═════ DATASET RECORDS

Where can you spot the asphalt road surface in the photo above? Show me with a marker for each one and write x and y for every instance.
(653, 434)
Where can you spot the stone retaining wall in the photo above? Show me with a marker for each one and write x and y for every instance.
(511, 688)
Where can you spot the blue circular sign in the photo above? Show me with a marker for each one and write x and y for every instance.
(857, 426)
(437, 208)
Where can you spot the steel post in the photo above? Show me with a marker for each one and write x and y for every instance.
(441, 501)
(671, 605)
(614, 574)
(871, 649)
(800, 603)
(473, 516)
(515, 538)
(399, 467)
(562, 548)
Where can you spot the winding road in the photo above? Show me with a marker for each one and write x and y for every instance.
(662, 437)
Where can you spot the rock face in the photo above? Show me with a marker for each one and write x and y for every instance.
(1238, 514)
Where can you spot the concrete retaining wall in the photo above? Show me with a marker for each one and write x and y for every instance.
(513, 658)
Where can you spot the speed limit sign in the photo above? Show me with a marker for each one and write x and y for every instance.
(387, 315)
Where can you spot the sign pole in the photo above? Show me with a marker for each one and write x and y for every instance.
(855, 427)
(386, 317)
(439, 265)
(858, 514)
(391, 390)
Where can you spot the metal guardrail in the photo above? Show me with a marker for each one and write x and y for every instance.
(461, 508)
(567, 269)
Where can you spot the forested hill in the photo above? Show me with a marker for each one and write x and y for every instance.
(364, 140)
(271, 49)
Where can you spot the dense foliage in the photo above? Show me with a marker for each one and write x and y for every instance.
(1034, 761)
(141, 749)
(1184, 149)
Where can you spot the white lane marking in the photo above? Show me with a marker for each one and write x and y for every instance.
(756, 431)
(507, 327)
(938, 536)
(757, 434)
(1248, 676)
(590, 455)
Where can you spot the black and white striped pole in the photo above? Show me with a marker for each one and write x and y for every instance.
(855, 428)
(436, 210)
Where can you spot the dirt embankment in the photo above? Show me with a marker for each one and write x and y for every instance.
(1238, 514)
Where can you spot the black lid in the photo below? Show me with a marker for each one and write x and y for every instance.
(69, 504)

══════════

> [TASK DESCRIPTION]
Nothing in the records may be left out; copy them all exactly.

> [RESPONSE BELOW]
Where can you spot the asphalt road surface in the photo above? Show me with a marker for each one and write x and y for every instance.
(653, 434)
Where can you spot the stone retaining wall in the photo above? Show me with a marker for each one and write x and y for every instance.
(511, 688)
Where can you spot the blue circular sign in the photo above? Show me with a marker for each one and write x and y for every instance.
(857, 426)
(437, 208)
Where can you spot the steel post in the photo above? Show me with a marker for each one and write x and y for every instance.
(441, 501)
(671, 605)
(614, 574)
(871, 649)
(800, 603)
(473, 516)
(515, 538)
(399, 467)
(562, 548)
Where can you spot the winding road in the photo above? Show me with a marker for each one and write x and y for every instance.
(662, 437)
Where can you spot the rock face in the photo above? Show me with a marker for each one and write x and y for every instance.
(1238, 514)
Where can you spot the concrete retaining wall in the photo above? Show me with a marker for each one and write x and y for every instance.
(513, 658)
Where can you spot the speed limit sign in the photo above? Show me with a marker for each one and write x and y for every instance.
(387, 315)
Where can you spot the sign pole in the photo above? Show me with a marker for each one and write x and y for every instance.
(855, 427)
(386, 317)
(439, 265)
(858, 514)
(391, 390)
Where can you spot the metal guardrail in the photo above? Show me with a marker for each one and write x and y for every instance.
(461, 508)
(567, 269)
Where can you spot the forested hill in the photo above? Show me with a marker for each one and write x and y for every instance.
(364, 140)
(271, 49)
Where can you spot the dense foliage in the photo above? Show me with a marker for each one and write x and y for every instance.
(1034, 761)
(141, 749)
(1184, 149)
Where can you spot the white lane marking in the photo above? Show me with a marker for each one and write x and y for every instance.
(756, 431)
(507, 327)
(938, 536)
(757, 434)
(1248, 676)
(590, 455)
Where can you spot the black and white striped pole in the photo above? Show me with a marker for each one and write x and y for every instance.
(855, 428)
(436, 210)
Where can you spot the dirt embankment in the photo above? Show me with a marker for each one and write x and y for every instance.
(1238, 514)
Where can you spot the black lid in the photo below? Show me with a marker for each one and write x and y for every instance.
(69, 504)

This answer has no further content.